>> begin
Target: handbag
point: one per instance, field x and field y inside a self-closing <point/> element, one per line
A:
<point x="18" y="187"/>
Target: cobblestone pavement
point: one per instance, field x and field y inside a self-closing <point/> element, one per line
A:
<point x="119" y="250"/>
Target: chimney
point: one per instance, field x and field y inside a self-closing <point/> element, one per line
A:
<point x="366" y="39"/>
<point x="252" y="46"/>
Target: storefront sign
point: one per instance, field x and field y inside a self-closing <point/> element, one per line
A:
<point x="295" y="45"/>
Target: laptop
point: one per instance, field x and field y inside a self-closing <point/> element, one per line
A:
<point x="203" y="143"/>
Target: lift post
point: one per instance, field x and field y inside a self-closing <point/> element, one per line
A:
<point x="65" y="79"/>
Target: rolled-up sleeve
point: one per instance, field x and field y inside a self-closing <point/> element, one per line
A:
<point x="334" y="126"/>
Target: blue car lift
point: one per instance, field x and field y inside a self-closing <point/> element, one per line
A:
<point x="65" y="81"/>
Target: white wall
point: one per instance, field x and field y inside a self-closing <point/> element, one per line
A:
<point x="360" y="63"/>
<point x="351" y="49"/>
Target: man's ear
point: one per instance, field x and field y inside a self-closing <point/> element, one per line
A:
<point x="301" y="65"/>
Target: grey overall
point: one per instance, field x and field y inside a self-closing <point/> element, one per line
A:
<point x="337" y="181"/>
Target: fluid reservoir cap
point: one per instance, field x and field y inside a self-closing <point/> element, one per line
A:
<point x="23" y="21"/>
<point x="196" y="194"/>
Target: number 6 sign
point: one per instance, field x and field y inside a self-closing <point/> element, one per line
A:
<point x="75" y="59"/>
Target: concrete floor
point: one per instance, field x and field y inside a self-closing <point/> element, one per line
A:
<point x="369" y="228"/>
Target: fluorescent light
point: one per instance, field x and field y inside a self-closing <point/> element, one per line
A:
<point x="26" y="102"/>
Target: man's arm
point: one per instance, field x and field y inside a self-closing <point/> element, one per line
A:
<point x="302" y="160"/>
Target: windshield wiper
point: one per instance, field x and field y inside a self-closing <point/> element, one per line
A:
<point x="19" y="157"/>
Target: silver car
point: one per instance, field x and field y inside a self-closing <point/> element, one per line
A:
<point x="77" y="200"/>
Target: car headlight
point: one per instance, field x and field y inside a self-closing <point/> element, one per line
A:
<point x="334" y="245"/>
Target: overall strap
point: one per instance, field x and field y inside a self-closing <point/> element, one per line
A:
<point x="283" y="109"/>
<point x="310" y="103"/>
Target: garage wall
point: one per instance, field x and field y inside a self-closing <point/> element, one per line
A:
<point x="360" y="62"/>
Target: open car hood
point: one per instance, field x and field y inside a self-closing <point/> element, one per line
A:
>> end
**WHAT YOU HAVE TO DO**:
Each line must be given again exactly as written above.

**THE ANSWER**:
Target: handbag
point: one per instance, field x and field y inside a self-closing <point/> element, one per line
A:
<point x="18" y="187"/>
Target: cobblestone pavement
point: one per instance, field x and field y inside a self-closing <point/> element, one per line
A:
<point x="119" y="250"/>
Target: chimney
point: one per instance, field x and field y inside a self-closing <point/> element, one per line
A:
<point x="366" y="39"/>
<point x="252" y="46"/>
Target: storefront sign
point: one per instance, field x and field y inside a self-closing <point/> element, one per line
A:
<point x="295" y="45"/>
Target: laptop
point: one per instance, field x and field y inside a self-closing <point/> element, one per line
A:
<point x="203" y="143"/>
Target: lift post
point: one per instance, field x and field y inside a self-closing <point/> element, one per line
A:
<point x="65" y="79"/>
Target: rolled-up sleeve
point: one per instance, field x and field y inside a self-closing <point/> element, one per line
A:
<point x="334" y="126"/>
Target: blue car lift
point: one per instance, field x and field y inside a self-closing <point/> element, one per line
A:
<point x="65" y="81"/>
Target: white wall
point: one per instance, field x and field y inside a self-closing <point/> element, one per line
A:
<point x="360" y="63"/>
<point x="351" y="49"/>
Target: man's ear
point: one per instance, field x and field y inside a self-closing <point/> element, one per line
A:
<point x="301" y="65"/>
Target: grey overall
point: one per instance, field x and field y inside a self-closing <point/> element, one per line
A:
<point x="337" y="181"/>
Target: fluid reservoir cap
point: one per instance, field x and field y inside a self-closing <point/> element, one per line
A:
<point x="23" y="21"/>
<point x="196" y="194"/>
Target: number 6 sign
point: one per instance, field x and field y inside a self-closing <point/> element, one per line
A:
<point x="75" y="59"/>
Target: concrete floor
point: one per instance, field x and field y inside a self-closing <point/> element, one per line
A:
<point x="369" y="228"/>
Target: fluorescent light
point: one per instance, field x and field y inside a self-closing <point/> element, one per line
A:
<point x="26" y="102"/>
Target: man's arm
point: one per instance, field x and field y inside a self-closing <point/> element, one per line
A:
<point x="302" y="160"/>
Target: windshield wiper
point: one per instance, field x and field y inside a self-closing <point/> element, one per line
A:
<point x="19" y="157"/>
Target: silver car
point: one per instance, field x and field y inside a self-closing <point/> element, one per line
A:
<point x="77" y="200"/>
Target: car headlight
point: one per instance, field x and field y inside a self-closing <point/> element, one per line
A:
<point x="334" y="245"/>
Target: overall strap
point: one per instance, field x and field y inside a self-closing <point/> element, one per line
A:
<point x="283" y="109"/>
<point x="310" y="103"/>
Target: garage wall
point: one per instance, field x and field y inside a self-closing <point/> element, one per line
A:
<point x="360" y="62"/>
Target: open car hood
point: one per instance, field x and field y inside a self-closing <point/> element, one per line
A:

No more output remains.